Task item
In your copy, set down the entries exactly and exclude the pictures.

Task data
------------------------------------------------------------

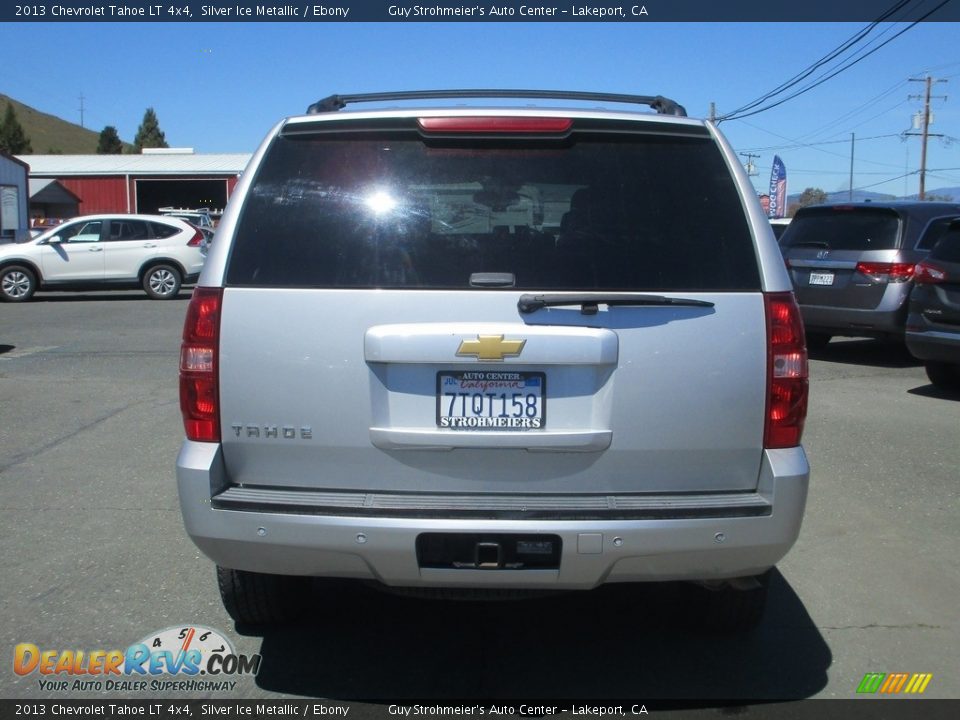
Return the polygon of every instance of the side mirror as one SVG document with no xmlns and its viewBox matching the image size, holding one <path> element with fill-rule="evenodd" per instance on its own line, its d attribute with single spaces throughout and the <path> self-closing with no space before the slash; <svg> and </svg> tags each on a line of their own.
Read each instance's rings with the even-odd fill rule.
<svg viewBox="0 0 960 720">
<path fill-rule="evenodd" d="M 60 237 L 59 235 L 52 235 L 47 238 L 48 245 L 59 245 L 62 242 L 63 242 L 63 238 Z"/>
</svg>

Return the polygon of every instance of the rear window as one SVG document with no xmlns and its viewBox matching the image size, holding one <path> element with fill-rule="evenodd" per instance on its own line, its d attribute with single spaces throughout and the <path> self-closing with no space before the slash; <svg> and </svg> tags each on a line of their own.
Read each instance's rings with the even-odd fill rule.
<svg viewBox="0 0 960 720">
<path fill-rule="evenodd" d="M 161 222 L 151 222 L 150 229 L 153 231 L 153 236 L 160 239 L 173 237 L 180 232 L 180 228 Z"/>
<path fill-rule="evenodd" d="M 930 257 L 944 262 L 960 263 L 960 223 L 953 223 L 930 251 Z"/>
<path fill-rule="evenodd" d="M 900 217 L 893 210 L 822 207 L 797 213 L 780 244 L 784 248 L 894 250 L 899 240 Z"/>
<path fill-rule="evenodd" d="M 923 231 L 923 236 L 917 243 L 917 248 L 919 250 L 929 250 L 951 229 L 956 232 L 956 228 L 951 228 L 951 223 L 955 219 L 954 217 L 944 217 L 931 221 Z"/>
<path fill-rule="evenodd" d="M 755 290 L 737 188 L 707 136 L 279 137 L 227 269 L 240 286 Z"/>
</svg>

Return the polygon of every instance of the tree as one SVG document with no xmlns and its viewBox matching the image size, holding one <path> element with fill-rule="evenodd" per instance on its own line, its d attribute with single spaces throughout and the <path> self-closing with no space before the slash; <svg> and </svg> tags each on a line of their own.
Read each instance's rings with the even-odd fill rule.
<svg viewBox="0 0 960 720">
<path fill-rule="evenodd" d="M 133 145 L 137 152 L 144 148 L 170 147 L 167 145 L 167 140 L 160 129 L 160 123 L 153 108 L 147 108 L 147 111 L 143 114 L 143 122 L 137 129 L 137 136 L 133 139 Z"/>
<path fill-rule="evenodd" d="M 802 193 L 800 193 L 800 199 L 797 201 L 797 204 L 800 207 L 806 207 L 807 205 L 820 205 L 827 201 L 827 194 L 820 188 L 807 188 Z"/>
<path fill-rule="evenodd" d="M 23 126 L 17 120 L 17 112 L 13 103 L 7 103 L 7 110 L 0 122 L 0 150 L 8 155 L 29 155 L 33 152 L 30 138 L 23 131 Z"/>
<path fill-rule="evenodd" d="M 123 143 L 117 135 L 113 125 L 107 125 L 100 131 L 100 141 L 97 143 L 97 155 L 119 155 L 123 152 Z"/>
</svg>

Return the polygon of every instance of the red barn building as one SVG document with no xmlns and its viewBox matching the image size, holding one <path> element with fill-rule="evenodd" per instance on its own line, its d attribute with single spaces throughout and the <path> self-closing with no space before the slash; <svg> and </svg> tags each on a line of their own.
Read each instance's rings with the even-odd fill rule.
<svg viewBox="0 0 960 720">
<path fill-rule="evenodd" d="M 79 199 L 79 214 L 155 213 L 162 207 L 222 210 L 249 153 L 196 154 L 190 148 L 141 155 L 30 155 L 31 180 L 56 180 Z M 31 206 L 31 217 L 43 213 Z"/>
</svg>

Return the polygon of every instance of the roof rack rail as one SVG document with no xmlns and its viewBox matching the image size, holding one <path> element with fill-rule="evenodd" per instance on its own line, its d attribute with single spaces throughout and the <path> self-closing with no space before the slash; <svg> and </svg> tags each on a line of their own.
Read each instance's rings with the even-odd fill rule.
<svg viewBox="0 0 960 720">
<path fill-rule="evenodd" d="M 591 100 L 647 105 L 661 115 L 686 117 L 687 111 L 662 95 L 622 95 L 617 93 L 579 92 L 576 90 L 405 90 L 399 92 L 330 95 L 307 108 L 308 115 L 336 112 L 347 105 L 385 100 L 427 100 L 457 98 L 539 98 L 550 100 Z"/>
</svg>

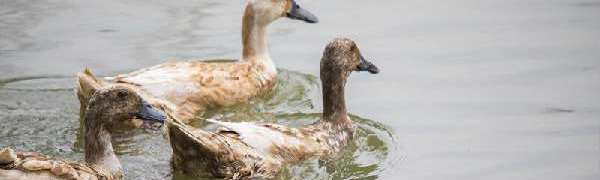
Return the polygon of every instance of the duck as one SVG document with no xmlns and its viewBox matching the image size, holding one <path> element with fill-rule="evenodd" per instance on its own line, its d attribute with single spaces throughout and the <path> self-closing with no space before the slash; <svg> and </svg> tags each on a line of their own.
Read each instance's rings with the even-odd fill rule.
<svg viewBox="0 0 600 180">
<path fill-rule="evenodd" d="M 377 74 L 379 69 L 347 38 L 332 40 L 325 47 L 320 65 L 323 93 L 320 120 L 295 128 L 275 123 L 207 119 L 218 128 L 205 131 L 175 119 L 166 123 L 174 168 L 194 176 L 273 178 L 284 165 L 335 156 L 355 131 L 344 97 L 348 76 L 353 71 Z"/>
<path fill-rule="evenodd" d="M 84 119 L 85 162 L 53 159 L 36 152 L 0 150 L 0 179 L 123 179 L 123 170 L 111 143 L 115 124 L 140 119 L 164 123 L 163 111 L 154 108 L 127 86 L 110 86 L 96 92 Z"/>
<path fill-rule="evenodd" d="M 80 109 L 85 109 L 94 89 L 115 83 L 131 84 L 163 100 L 167 103 L 163 105 L 173 108 L 176 116 L 186 122 L 208 108 L 247 102 L 269 92 L 276 83 L 277 69 L 268 51 L 267 27 L 281 17 L 318 22 L 296 0 L 248 0 L 242 18 L 239 60 L 171 61 L 104 79 L 86 69 L 78 74 L 76 87 Z"/>
</svg>

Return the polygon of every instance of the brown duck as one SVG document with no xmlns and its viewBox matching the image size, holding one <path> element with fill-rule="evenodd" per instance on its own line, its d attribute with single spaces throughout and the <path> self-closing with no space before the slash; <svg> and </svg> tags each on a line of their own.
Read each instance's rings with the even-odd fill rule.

------------------------------------------------------------

Solution to the problem
Return the polygon of every instance of the side mirror as one SVG document with no xmlns and its viewBox matching the image size, holding one <path> element with fill-rule="evenodd" per instance on its own line, its d attribute with single spaces throughout and the <path> self-closing with no space before the slash; <svg> and </svg> tags each on a line of their own.
Read each instance's rings with the even-odd fill rule.
<svg viewBox="0 0 960 720">
<path fill-rule="evenodd" d="M 60 237 L 59 235 L 52 235 L 47 238 L 48 245 L 59 245 L 62 242 L 63 242 L 63 238 Z"/>
</svg>

Return the polygon of every instance of the rear window as one SVG document with no xmlns and its viewBox matching the image size, holding one <path> element with fill-rule="evenodd" per instance on its own line, its d attribute with single spaces throughout and the <path> self-closing with no space before the slash; <svg> and </svg> tags each on a line of their own.
Read each instance's rings with the even-odd fill rule.
<svg viewBox="0 0 960 720">
<path fill-rule="evenodd" d="M 161 222 L 151 222 L 150 229 L 153 231 L 153 236 L 160 239 L 173 237 L 180 232 L 180 228 Z"/>
<path fill-rule="evenodd" d="M 930 257 L 944 262 L 960 263 L 960 223 L 953 223 L 930 251 Z"/>
<path fill-rule="evenodd" d="M 900 217 L 893 210 L 822 207 L 797 213 L 780 244 L 784 248 L 894 250 L 899 240 Z"/>
<path fill-rule="evenodd" d="M 923 231 L 923 236 L 917 243 L 917 248 L 919 250 L 929 250 L 951 229 L 956 232 L 956 228 L 951 228 L 951 223 L 955 219 L 954 217 L 944 217 L 931 221 Z"/>
<path fill-rule="evenodd" d="M 755 290 L 737 188 L 707 136 L 279 137 L 227 269 L 240 286 Z"/>
</svg>

Return the polygon of every instance of the tree as one SVG document with no xmlns and its viewBox matching the image size, holding one <path> element with fill-rule="evenodd" per instance on its own line, its d attribute with single spaces throughout and the <path> self-closing with no space before the slash; <svg> and </svg> tags each on a line of their own.
Read each instance's rings with the even-odd fill rule.
<svg viewBox="0 0 960 720">
<path fill-rule="evenodd" d="M 133 145 L 137 152 L 144 148 L 170 147 L 167 145 L 167 140 L 160 129 L 160 123 L 153 108 L 147 108 L 147 111 L 143 114 L 143 122 L 137 129 L 137 136 L 133 139 Z"/>
<path fill-rule="evenodd" d="M 802 193 L 800 193 L 800 199 L 797 201 L 797 204 L 800 207 L 806 207 L 807 205 L 820 205 L 827 201 L 827 194 L 820 188 L 807 188 Z"/>
<path fill-rule="evenodd" d="M 23 126 L 17 120 L 17 112 L 13 103 L 7 103 L 7 110 L 0 122 L 0 150 L 8 155 L 29 155 L 33 152 L 30 138 L 23 131 Z"/>
<path fill-rule="evenodd" d="M 123 143 L 117 135 L 113 125 L 107 125 L 100 131 L 100 141 L 97 143 L 97 155 L 119 155 L 123 152 Z"/>
</svg>

Return the polygon of every instance of the red barn building as one SVG document with no xmlns and its viewBox matching the image size, holding one <path> element with fill-rule="evenodd" per instance on its own line, its d attribute with single spaces throughout and the <path> self-closing with no space before the slash; <svg> and </svg> tags each on a line of their own.
Read each instance's rings with the even-odd fill rule.
<svg viewBox="0 0 960 720">
<path fill-rule="evenodd" d="M 79 199 L 79 214 L 155 213 L 162 207 L 222 210 L 249 153 L 196 154 L 190 148 L 141 155 L 30 155 L 31 180 L 56 180 Z M 31 206 L 31 217 L 43 213 Z"/>
</svg>

Return the polygon of every instance of the roof rack rail as one SVG document with no xmlns and its viewBox matching the image size, holding one <path> element with fill-rule="evenodd" per instance on its own line, its d attribute with single spaces throughout and the <path> self-closing with no space before the slash; <svg> and </svg> tags each on a line of their own.
Read each instance's rings with the even-odd fill rule.
<svg viewBox="0 0 960 720">
<path fill-rule="evenodd" d="M 591 100 L 647 105 L 661 115 L 686 117 L 687 111 L 662 95 L 622 95 L 617 93 L 579 92 L 576 90 L 405 90 L 399 92 L 330 95 L 307 108 L 308 115 L 336 112 L 347 105 L 385 100 L 427 100 L 457 98 L 539 98 L 550 100 Z"/>
</svg>

Return the polygon of every instance of the duck as one SVG document with no xmlns and its viewBox matching the image size, holding one <path> element with fill-rule="evenodd" per instance on its own line, its d attribute with single spaces throughout and the <path> self-closing with no space before the slash; <svg> and </svg> tags each on a line of their own.
Read each instance's rings with the even-odd fill rule.
<svg viewBox="0 0 600 180">
<path fill-rule="evenodd" d="M 377 74 L 379 69 L 347 38 L 332 40 L 325 47 L 320 65 L 323 93 L 320 120 L 295 128 L 275 123 L 207 119 L 218 128 L 205 131 L 175 119 L 166 123 L 174 168 L 194 176 L 273 178 L 284 165 L 335 156 L 355 131 L 344 97 L 348 76 L 353 71 Z"/>
<path fill-rule="evenodd" d="M 84 119 L 85 162 L 53 159 L 36 152 L 0 150 L 0 179 L 123 179 L 123 170 L 111 143 L 115 124 L 140 119 L 164 123 L 163 111 L 154 108 L 127 86 L 110 86 L 96 92 Z"/>
<path fill-rule="evenodd" d="M 80 109 L 85 109 L 94 89 L 115 83 L 131 84 L 163 100 L 167 103 L 163 105 L 173 108 L 176 116 L 186 122 L 208 108 L 247 102 L 269 92 L 276 83 L 277 69 L 268 51 L 267 27 L 281 17 L 318 22 L 296 0 L 248 0 L 242 18 L 239 60 L 171 61 L 104 79 L 86 69 L 78 74 L 76 87 Z"/>
</svg>

Return the polygon of every instance of the brown duck as one SVG document with no xmlns and its viewBox matching the image size, holding one <path> element with fill-rule="evenodd" per instance on its own line, its d attribute with single spaces throughout and the <path> self-closing with no space before the slash; <svg> and </svg> tags each on a line of their own.
Read each instance's rings with the even-odd fill rule.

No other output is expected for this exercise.